*AIM OF THE TASK*. Print the whole listing again, exactly as it stands.

•••••

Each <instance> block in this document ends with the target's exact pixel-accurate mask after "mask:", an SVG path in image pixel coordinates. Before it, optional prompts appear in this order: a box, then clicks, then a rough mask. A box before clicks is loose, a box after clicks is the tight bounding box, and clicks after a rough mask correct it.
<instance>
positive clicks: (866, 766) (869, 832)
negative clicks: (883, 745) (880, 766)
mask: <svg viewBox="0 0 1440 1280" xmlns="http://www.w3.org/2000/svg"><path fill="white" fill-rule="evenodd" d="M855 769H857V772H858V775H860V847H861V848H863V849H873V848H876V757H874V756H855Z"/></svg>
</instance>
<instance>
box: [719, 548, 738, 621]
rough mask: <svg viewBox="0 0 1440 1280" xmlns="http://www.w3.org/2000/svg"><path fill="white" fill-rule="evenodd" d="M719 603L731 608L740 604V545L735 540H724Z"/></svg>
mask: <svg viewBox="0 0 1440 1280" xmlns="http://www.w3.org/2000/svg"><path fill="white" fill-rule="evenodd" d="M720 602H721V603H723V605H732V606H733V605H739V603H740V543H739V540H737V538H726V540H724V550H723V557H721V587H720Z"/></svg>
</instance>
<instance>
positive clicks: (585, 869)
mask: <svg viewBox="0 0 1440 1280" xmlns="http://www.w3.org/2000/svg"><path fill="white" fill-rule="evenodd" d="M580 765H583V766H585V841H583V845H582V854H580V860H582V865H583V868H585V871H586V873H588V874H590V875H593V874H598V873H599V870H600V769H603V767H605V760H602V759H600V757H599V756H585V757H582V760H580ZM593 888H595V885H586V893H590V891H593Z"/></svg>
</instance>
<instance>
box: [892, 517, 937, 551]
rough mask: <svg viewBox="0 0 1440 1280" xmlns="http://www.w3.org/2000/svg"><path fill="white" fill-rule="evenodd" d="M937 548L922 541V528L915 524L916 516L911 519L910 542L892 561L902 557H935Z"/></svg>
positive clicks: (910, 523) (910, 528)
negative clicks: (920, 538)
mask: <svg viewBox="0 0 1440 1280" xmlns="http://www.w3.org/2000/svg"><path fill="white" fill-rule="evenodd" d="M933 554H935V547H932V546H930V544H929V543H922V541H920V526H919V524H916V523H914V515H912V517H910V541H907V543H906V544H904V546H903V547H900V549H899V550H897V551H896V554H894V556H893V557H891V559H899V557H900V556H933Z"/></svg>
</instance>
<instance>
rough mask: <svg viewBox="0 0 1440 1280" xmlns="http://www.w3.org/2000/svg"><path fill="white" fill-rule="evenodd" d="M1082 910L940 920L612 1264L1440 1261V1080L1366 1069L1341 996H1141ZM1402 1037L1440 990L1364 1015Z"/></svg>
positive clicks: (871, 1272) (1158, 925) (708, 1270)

•••••

*ANSWER TO THIS TASK*.
Each <instance> block in this document ends with the target's exact pixel-accurate mask after "mask:", an SVG path in image pixel coordinates. Before it, optional prompts appear in this order: a box, then clicks, then a rough mask. A box before clicks is loose, a box after clicks is the tight bounding box, and clicks after a rough mask correct it.
<instance>
positive clicks: (866, 766) (869, 832)
negative clicks: (883, 745) (880, 766)
mask: <svg viewBox="0 0 1440 1280" xmlns="http://www.w3.org/2000/svg"><path fill="white" fill-rule="evenodd" d="M855 769H857V772H858V775H860V847H861V848H863V849H873V848H876V757H874V756H855Z"/></svg>
</instance>
<instance>
box: [719, 548, 738, 621]
rough mask: <svg viewBox="0 0 1440 1280" xmlns="http://www.w3.org/2000/svg"><path fill="white" fill-rule="evenodd" d="M719 603L731 608L740 604V545L735 540H724Z"/></svg>
mask: <svg viewBox="0 0 1440 1280" xmlns="http://www.w3.org/2000/svg"><path fill="white" fill-rule="evenodd" d="M720 602H721V603H723V605H732V606H733V605H739V603H740V543H739V540H737V538H726V540H724V550H723V557H721V587H720Z"/></svg>
</instance>
<instance>
positive clicks: (585, 869)
mask: <svg viewBox="0 0 1440 1280" xmlns="http://www.w3.org/2000/svg"><path fill="white" fill-rule="evenodd" d="M580 765H583V766H585V841H583V845H582V854H580V860H582V865H583V868H585V871H586V873H588V874H590V875H593V874H598V873H599V870H600V769H603V767H605V760H602V759H600V757H599V756H585V757H582V760H580ZM593 888H595V885H586V893H590V891H593Z"/></svg>
</instance>
<instance>
box: [892, 517, 937, 551]
rough mask: <svg viewBox="0 0 1440 1280" xmlns="http://www.w3.org/2000/svg"><path fill="white" fill-rule="evenodd" d="M937 548L922 541V528L915 524L916 516L911 519L910 542L892 561L902 557H935Z"/></svg>
positive clicks: (910, 523) (910, 528)
negative clicks: (920, 538)
mask: <svg viewBox="0 0 1440 1280" xmlns="http://www.w3.org/2000/svg"><path fill="white" fill-rule="evenodd" d="M933 554H935V547H932V546H930V544H929V543H922V541H920V526H919V524H916V523H914V515H912V517H910V541H907V543H906V544H904V546H903V547H900V549H899V550H897V551H896V554H894V556H893V557H891V559H899V557H900V556H933Z"/></svg>
</instance>
<instance>
rough mask: <svg viewBox="0 0 1440 1280" xmlns="http://www.w3.org/2000/svg"><path fill="white" fill-rule="evenodd" d="M1082 910L940 920L612 1264L1440 1261V1080L1366 1069L1341 996H1141ZM1402 1037L1440 990L1364 1015Z"/></svg>
positive clicks: (871, 1272) (1158, 925) (708, 1270)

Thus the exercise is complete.